━━━ The input ━━━

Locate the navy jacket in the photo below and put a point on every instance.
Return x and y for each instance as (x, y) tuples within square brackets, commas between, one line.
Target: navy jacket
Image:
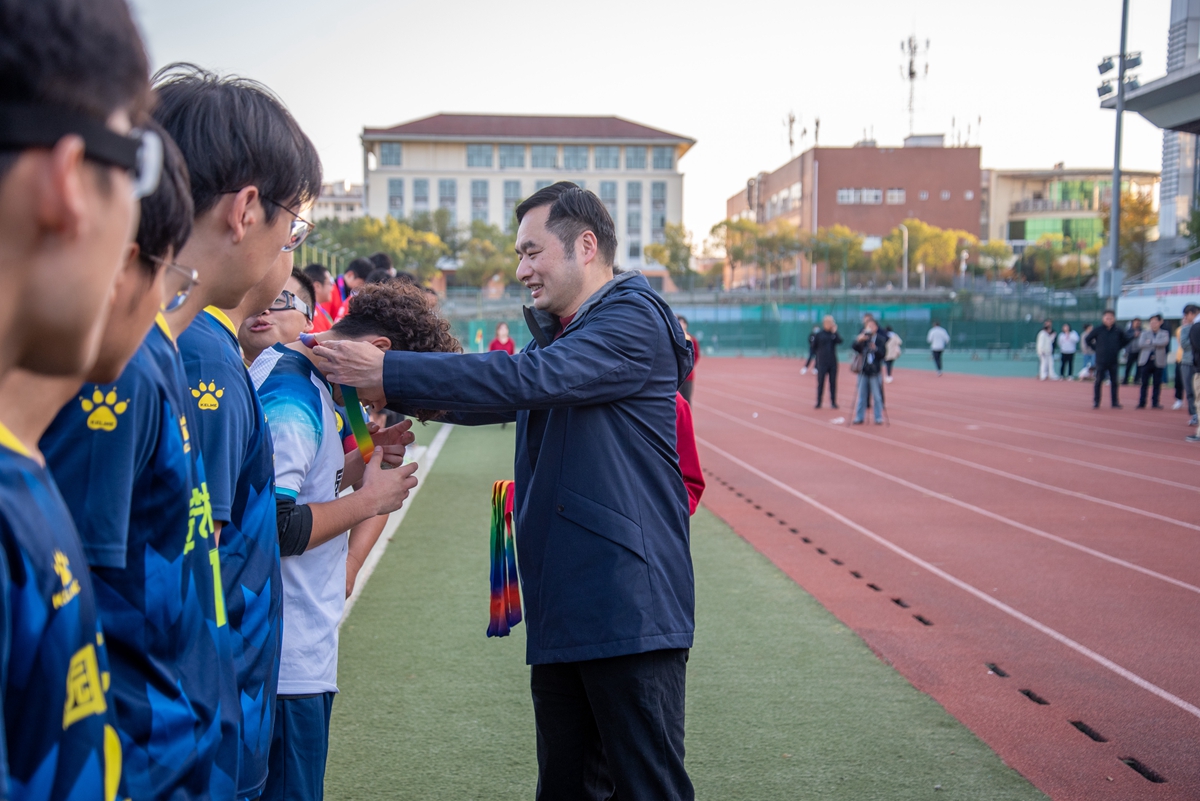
[(601, 510)]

━━━

▶ **What the task requires**
Lay out the records above as a two-column CSV with the headers "prompt" and "response". Give one row per record, putting its text and its answer each in a single quoted field with line breaks turned into spaces, and leave the pictures out.

▶ **Final result**
prompt,response
"Locate the navy jacket in the photo below and put a point on every instance. Return x and y for each instance as (x, y) tuples within square brackets, commas between, one line. Target: navy jacket Image:","[(601, 510)]"